> Work to be completed
When you reach the entries below, transcribe each line word for word.

▼▼▼

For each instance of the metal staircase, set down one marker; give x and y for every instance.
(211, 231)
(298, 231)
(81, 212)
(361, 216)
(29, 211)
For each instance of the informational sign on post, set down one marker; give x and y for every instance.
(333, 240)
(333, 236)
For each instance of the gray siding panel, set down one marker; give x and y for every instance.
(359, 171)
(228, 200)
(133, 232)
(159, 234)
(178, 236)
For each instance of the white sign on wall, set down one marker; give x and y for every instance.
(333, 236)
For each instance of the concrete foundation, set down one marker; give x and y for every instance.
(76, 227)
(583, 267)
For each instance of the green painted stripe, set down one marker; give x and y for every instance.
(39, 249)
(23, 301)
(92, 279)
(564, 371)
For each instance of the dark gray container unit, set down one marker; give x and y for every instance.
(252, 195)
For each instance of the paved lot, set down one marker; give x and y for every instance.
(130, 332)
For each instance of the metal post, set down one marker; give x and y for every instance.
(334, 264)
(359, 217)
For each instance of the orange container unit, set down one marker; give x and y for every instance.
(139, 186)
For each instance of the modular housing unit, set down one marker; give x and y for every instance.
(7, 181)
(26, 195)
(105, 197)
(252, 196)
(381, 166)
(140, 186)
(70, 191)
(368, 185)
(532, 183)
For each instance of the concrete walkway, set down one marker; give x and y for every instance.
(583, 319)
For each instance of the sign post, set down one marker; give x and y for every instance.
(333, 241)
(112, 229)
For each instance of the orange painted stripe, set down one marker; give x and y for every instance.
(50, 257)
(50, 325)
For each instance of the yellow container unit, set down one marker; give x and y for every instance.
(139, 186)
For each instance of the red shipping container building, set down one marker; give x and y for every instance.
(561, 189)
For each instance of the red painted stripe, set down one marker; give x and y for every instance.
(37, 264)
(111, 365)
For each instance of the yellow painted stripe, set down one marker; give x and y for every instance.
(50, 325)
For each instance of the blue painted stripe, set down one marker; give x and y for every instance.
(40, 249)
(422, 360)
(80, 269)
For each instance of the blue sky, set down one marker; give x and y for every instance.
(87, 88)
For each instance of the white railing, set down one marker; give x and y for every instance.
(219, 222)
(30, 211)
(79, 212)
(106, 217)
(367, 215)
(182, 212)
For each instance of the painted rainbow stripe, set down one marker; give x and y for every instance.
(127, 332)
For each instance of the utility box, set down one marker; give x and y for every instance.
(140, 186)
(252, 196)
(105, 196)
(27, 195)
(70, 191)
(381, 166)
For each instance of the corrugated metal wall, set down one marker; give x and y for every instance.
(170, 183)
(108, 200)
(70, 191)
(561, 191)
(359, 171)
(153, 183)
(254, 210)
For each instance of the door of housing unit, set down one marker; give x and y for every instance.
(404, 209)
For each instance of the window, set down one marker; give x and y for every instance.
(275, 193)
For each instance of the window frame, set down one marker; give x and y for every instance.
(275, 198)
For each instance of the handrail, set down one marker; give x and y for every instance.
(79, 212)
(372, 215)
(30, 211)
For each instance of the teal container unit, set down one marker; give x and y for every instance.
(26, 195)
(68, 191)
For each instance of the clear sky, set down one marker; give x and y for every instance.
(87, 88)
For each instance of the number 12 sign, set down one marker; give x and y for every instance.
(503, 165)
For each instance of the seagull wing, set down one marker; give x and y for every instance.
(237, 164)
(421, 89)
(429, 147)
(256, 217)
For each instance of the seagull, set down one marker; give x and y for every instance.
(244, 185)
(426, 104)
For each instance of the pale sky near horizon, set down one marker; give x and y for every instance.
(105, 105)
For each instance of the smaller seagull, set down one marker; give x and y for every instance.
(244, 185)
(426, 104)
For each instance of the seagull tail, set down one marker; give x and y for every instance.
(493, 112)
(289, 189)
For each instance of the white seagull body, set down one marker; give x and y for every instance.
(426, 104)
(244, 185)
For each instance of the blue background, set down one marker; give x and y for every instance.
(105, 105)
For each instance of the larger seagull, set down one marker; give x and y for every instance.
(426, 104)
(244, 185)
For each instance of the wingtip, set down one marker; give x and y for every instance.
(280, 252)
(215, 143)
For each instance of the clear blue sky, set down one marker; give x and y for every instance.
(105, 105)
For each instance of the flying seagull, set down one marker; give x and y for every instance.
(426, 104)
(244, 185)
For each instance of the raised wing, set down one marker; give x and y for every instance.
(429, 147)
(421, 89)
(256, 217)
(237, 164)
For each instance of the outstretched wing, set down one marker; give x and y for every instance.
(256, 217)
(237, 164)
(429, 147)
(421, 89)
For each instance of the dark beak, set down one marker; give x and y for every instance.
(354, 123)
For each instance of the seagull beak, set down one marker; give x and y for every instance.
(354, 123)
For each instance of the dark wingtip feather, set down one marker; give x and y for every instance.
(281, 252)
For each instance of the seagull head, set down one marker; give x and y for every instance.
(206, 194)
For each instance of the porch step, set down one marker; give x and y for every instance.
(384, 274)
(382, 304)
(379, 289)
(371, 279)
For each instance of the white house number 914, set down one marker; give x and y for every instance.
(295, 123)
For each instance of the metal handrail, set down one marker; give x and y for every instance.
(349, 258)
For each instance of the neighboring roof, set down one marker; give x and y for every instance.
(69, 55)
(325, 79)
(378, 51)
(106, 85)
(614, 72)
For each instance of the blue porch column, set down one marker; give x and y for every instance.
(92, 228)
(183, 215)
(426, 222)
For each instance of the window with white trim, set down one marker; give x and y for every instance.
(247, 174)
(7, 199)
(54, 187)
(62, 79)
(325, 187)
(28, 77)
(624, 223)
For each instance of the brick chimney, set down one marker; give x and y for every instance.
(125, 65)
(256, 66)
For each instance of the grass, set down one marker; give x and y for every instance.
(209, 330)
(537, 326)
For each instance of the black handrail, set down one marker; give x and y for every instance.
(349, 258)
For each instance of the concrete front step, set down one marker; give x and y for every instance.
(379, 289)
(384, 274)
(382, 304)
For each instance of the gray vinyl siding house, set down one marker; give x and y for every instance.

▲▲▲

> Written solution
For each instance of the metal staircase, set down one marker; give x and y for every instance.
(211, 231)
(298, 231)
(81, 212)
(361, 216)
(29, 211)
For each instance of the informational sign on post, set down one marker; give x and y for every instance.
(333, 240)
(333, 236)
For each instance of the gray siding panel, set down one marker; give x and y for every instance.
(359, 171)
(228, 200)
(133, 232)
(159, 234)
(178, 236)
For each instance of the white sign on wall, set down one marker; give x and y for every instance.
(333, 236)
For each instance of the concrete foundation, set down one marker; give x and y for every instance.
(76, 227)
(583, 267)
For each instance of the green painted stripe, set down one marker; give x and y for every instance.
(39, 249)
(23, 301)
(92, 279)
(564, 371)
For each instance of the dark gray container unit, set down one marker; give x and y for every instance.
(252, 195)
For each instance of the paved lot, set down one marker; give x and y for every instance.
(130, 332)
For each instance of the metal post, set down one marker; give x and y for every instance.
(334, 264)
(359, 217)
For each instance of the orange container unit, set down one marker; give x and y for every instance.
(139, 186)
For each instance of the modular housing unit, set down one marker; give x and y for every instance.
(7, 181)
(26, 195)
(105, 197)
(252, 196)
(381, 166)
(140, 186)
(70, 191)
(368, 185)
(532, 183)
For each instance of the concrete walkway, set down one marker; give x and y for every instance.
(583, 319)
For each instance of the sign post, set down one marker; give x and y for every instance.
(333, 241)
(112, 229)
For each instance of the orange painted stripe, set down one marker; give x and y for every instance.
(50, 257)
(50, 325)
For each instance of the yellow container unit, set down one marker; give x and y for every instance.
(139, 186)
For each instance of the red shipping container building, set down one marker; give x and y for every instance.
(561, 189)
For each instance of the red painted stripe, set down one marker; give x and y for every instance.
(37, 264)
(111, 365)
For each instance of the yellow painted stripe, set down one marker; give x and y for every instance.
(50, 325)
For each instance of the blue painted stripe, set down one marker; give x and y for every instance.
(40, 249)
(422, 360)
(80, 269)
For each instance of the blue sky, set down one marker; give x and y for every instance.
(87, 88)
For each instance of the white railing, set down one marker; give x and y for every instance.
(219, 222)
(30, 211)
(79, 212)
(106, 217)
(367, 215)
(182, 212)
For each instance of the painted rainbow stripe, set down one marker; give x and y for every instance.
(127, 332)
For each instance of the utility box, set down one marker; give x and y for every instance.
(140, 186)
(252, 196)
(105, 196)
(27, 195)
(70, 191)
(381, 166)
For each instance of the corrugated metal wall, set down one marker; give x and y for every instance.
(170, 183)
(108, 200)
(70, 191)
(561, 191)
(359, 171)
(153, 183)
(254, 210)
For each instance of the door of housing unit, set down one marker; give x and y for every instance.
(404, 209)
For each instance of the window, set down one marker; give x and y for every instance.
(275, 193)
For each instance of the window frame, set down one marker; give x and y for every instance.
(275, 198)
For each instance of the handrail, set down one marker; give x and y for every instance.
(79, 212)
(372, 215)
(30, 211)
For each instance of the teal container unit, set down one marker; give x and y for every instance.
(26, 195)
(68, 191)
For each instance of the clear sky, set down one marker; give x and y for every instance.
(87, 88)
For each instance of the number 12 sign, set down one marker; give x and y for every instance.
(503, 165)
For each instance of the seagull wing, set down one marker; give x and y for every instance.
(237, 164)
(421, 89)
(429, 147)
(256, 217)
For each instance of the seagull, set down one marker; give x and y for every instance.
(244, 185)
(426, 104)
For each instance of the pale sky near horizon, set down one marker; give x and y for every instance.
(105, 105)
For each instance of the smaller seagull, set down one marker; give x and y for every instance.
(244, 185)
(426, 104)
For each instance of the seagull tail, set down one marker; give x and y for every instance.
(493, 112)
(289, 189)
For each instance of the white seagull body, set down one marker; give x and y for every instance.
(426, 104)
(244, 185)
For each instance of the blue background, set down one marker; give x and y for every instance.
(105, 105)
For each instance of the larger seagull, set down one marker; give x and y for every instance.
(426, 104)
(244, 185)
For each instance of the wingtip, set down one marker; give x and y for every instance.
(280, 252)
(215, 143)
For each instance of the clear blue sky, set down one marker; give x and y for every instance.
(105, 105)
For each instance of the flying seagull, set down one marker; give x and y for every instance.
(426, 104)
(244, 185)
For each instance of the raised wing, set down one marker; give x and y for every instance.
(429, 147)
(421, 89)
(256, 217)
(237, 164)
For each instance of the outstretched wing, set down one marker; give x and y for every instance.
(256, 217)
(237, 164)
(429, 147)
(421, 89)
For each instance of the dark beak, set down one marker; give x and y for every instance.
(354, 123)
For each instance of the seagull beak, set down one marker; give x and y for every instance.
(354, 123)
For each instance of the dark wingtip feather, set down one marker; give x and y for every instance.
(281, 252)
For each instance of the seagull head, set down one marker; give x and y for every instance.
(206, 194)
For each instance of the porch step, set down one marker; give x and y for every instance.
(384, 274)
(382, 304)
(379, 289)
(371, 279)
For each instance of the white house number 914, set down one marker; give x and y for every instance.
(295, 123)
For each instance of the metal handrail, set down one marker; give x and y for every instance.
(349, 258)
For each instance of the neighboring roof, set down one marker; give x and y for every instance.
(69, 55)
(325, 79)
(378, 51)
(106, 85)
(614, 72)
For each instance of the blue porch column, set down one marker; give x and y for every instance.
(92, 228)
(183, 215)
(426, 222)
For each instance of the window with white trim, set down one marker; give x and y for every instance.
(247, 174)
(7, 199)
(54, 187)
(62, 79)
(325, 187)
(28, 77)
(624, 223)
For each instance of the brick chimney, set down one marker; give x and y for every instance.
(125, 65)
(256, 66)
For each instance of the grass, set down one marker; give x and y for every instance.
(209, 330)
(537, 326)
For each instance of the black handrail, set down one marker; give x and y for every instance.
(349, 258)
For each instance of the concrete front step, set down one marker; give x and y for every instance.
(379, 289)
(384, 274)
(382, 304)
For each instance of the gray vinyl siding house, set down one marker; give x and y for every instance.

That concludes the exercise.